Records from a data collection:
Segment Open

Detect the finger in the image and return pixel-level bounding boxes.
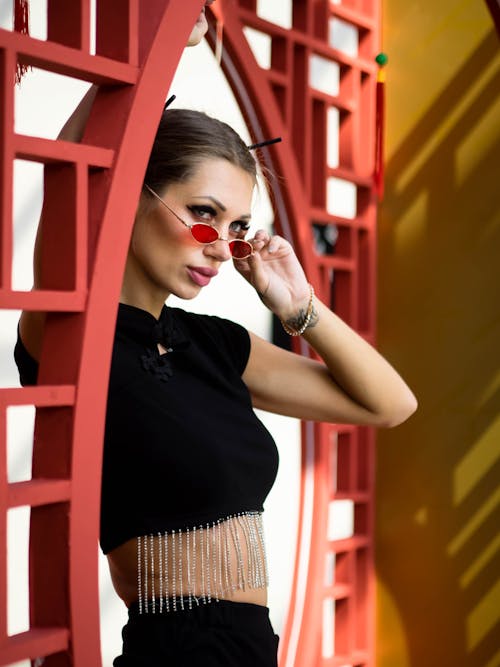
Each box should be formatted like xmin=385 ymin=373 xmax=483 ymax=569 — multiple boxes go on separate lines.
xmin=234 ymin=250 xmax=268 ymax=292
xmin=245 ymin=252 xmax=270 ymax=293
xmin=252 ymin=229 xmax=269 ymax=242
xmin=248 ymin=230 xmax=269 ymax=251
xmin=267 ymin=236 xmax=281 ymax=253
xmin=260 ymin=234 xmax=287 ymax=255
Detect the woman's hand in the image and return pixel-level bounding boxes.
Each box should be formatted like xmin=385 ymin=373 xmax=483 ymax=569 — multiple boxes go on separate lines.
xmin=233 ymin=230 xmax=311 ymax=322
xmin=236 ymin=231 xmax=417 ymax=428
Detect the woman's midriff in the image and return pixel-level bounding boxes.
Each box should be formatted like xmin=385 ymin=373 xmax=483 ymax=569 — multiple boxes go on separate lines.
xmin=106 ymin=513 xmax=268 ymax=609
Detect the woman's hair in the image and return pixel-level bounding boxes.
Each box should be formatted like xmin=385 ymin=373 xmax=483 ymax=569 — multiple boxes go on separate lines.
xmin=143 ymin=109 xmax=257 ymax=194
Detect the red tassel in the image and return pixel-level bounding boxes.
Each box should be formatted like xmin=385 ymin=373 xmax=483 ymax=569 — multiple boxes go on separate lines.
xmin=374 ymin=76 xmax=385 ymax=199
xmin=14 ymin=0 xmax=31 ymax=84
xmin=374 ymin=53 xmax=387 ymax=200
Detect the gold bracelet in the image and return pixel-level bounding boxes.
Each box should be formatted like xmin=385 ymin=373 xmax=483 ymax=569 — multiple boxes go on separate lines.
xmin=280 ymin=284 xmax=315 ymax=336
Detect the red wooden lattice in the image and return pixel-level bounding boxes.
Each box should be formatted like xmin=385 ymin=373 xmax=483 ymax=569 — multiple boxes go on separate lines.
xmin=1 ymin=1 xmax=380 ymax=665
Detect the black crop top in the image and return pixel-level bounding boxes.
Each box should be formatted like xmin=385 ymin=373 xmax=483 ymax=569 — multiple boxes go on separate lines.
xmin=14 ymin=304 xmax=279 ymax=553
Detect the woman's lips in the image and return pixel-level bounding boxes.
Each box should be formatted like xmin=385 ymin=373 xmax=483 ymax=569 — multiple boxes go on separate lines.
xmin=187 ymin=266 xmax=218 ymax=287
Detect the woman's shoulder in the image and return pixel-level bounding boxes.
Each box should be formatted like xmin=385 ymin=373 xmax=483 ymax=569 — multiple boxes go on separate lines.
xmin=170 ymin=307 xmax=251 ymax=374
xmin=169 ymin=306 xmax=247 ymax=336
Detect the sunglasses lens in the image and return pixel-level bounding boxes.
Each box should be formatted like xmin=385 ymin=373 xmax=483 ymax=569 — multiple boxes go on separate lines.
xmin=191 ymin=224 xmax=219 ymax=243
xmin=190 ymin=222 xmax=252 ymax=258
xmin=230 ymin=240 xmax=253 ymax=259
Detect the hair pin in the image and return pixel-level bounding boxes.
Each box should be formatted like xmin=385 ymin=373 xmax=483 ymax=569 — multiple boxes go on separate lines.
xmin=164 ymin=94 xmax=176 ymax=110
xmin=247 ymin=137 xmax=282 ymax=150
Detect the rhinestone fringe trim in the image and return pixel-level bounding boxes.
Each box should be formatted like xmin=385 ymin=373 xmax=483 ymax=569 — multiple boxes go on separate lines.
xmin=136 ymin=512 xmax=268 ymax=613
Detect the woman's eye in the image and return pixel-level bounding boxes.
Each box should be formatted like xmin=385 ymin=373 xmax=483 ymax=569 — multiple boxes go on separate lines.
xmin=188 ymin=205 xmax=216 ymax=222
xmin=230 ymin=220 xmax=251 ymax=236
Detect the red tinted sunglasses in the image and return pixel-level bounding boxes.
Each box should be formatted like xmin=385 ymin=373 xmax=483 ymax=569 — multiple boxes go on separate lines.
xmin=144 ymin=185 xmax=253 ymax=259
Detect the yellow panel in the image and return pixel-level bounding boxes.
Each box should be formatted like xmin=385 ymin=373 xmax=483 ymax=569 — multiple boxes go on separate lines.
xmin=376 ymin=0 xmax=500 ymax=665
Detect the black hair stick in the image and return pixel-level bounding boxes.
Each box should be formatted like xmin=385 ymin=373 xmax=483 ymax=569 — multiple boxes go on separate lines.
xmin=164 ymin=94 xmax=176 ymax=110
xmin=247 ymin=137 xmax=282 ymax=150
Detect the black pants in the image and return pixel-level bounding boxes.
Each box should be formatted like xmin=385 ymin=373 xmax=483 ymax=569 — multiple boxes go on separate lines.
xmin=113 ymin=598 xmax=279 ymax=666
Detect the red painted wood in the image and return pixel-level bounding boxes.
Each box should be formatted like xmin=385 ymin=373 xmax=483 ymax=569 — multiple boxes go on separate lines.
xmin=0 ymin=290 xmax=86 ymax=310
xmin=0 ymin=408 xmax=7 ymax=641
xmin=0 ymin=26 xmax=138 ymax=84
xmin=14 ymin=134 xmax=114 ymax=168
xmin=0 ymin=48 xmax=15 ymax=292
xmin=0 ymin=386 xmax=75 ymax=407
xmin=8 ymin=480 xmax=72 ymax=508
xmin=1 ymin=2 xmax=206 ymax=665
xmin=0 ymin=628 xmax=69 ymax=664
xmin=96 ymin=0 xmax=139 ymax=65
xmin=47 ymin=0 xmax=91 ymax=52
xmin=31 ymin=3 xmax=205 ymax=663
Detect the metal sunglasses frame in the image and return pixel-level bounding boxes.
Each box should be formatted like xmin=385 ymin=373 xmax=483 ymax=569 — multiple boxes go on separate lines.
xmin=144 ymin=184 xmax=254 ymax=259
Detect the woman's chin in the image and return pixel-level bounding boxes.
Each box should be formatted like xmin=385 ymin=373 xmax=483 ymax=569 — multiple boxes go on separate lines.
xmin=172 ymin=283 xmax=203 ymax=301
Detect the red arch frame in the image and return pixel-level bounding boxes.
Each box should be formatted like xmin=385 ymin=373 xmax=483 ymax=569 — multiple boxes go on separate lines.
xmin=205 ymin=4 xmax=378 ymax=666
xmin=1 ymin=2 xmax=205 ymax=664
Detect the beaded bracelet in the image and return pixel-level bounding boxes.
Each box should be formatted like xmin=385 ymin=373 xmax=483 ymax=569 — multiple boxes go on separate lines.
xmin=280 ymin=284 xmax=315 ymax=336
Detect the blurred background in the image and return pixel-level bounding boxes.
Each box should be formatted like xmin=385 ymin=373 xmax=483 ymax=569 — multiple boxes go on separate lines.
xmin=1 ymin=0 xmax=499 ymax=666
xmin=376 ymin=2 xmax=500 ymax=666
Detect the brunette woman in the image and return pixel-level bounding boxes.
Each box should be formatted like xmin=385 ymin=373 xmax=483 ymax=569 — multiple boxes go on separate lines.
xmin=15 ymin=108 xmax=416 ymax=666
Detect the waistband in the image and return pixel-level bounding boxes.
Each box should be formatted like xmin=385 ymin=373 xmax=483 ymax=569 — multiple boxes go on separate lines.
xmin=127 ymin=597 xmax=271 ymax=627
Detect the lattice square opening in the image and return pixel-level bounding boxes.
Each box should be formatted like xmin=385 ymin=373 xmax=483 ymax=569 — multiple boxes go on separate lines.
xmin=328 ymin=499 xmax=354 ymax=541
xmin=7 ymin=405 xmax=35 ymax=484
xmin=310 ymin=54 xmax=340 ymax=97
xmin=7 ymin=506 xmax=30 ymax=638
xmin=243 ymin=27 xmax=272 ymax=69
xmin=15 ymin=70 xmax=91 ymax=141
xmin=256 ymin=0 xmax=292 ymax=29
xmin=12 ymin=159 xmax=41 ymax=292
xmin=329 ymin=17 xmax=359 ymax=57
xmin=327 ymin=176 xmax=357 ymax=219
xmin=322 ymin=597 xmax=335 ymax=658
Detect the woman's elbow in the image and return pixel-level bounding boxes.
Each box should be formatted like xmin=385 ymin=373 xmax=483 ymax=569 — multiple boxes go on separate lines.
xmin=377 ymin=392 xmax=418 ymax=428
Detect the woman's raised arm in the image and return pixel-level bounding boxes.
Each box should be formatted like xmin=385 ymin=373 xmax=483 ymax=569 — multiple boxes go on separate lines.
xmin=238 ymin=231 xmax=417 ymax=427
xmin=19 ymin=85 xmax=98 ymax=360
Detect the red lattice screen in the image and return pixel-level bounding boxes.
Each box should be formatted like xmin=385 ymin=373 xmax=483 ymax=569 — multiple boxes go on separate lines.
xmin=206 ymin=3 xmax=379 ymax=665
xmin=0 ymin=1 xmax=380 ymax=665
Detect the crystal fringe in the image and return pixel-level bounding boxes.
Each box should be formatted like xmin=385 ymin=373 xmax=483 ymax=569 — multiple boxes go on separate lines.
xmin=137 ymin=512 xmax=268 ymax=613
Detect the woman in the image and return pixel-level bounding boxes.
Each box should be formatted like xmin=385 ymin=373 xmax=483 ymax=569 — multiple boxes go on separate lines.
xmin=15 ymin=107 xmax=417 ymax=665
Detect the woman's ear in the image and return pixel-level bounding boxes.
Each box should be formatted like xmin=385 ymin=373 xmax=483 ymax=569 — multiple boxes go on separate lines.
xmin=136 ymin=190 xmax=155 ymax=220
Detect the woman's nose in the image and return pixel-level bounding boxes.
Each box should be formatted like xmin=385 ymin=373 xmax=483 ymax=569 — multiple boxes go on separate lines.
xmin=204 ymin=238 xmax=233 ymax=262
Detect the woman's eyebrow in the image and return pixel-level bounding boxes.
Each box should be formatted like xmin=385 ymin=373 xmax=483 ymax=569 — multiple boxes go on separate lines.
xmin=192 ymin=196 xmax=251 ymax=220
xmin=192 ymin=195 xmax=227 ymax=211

Segment Closed

Aim of the task:
Output the lines of the records above exactly as they appear, from the line containing "Detect the brunette" through the line containing "Detect the lattice".

Solution to the exercise:
Detect the brunette woman in the image and return pixel-level bounding boxes.
Each box should be formatted like xmin=385 ymin=373 xmax=483 ymax=569 — multiple boxes go on separate lines.
xmin=15 ymin=108 xmax=416 ymax=666
Detect the waistband in the image and return pixel-level bounding boxes.
Each box should be formatted like xmin=385 ymin=373 xmax=483 ymax=569 — multiple boxes go on separate lines.
xmin=127 ymin=597 xmax=271 ymax=627
Detect the lattice square opening in the image and return pixel-level bounding boxes.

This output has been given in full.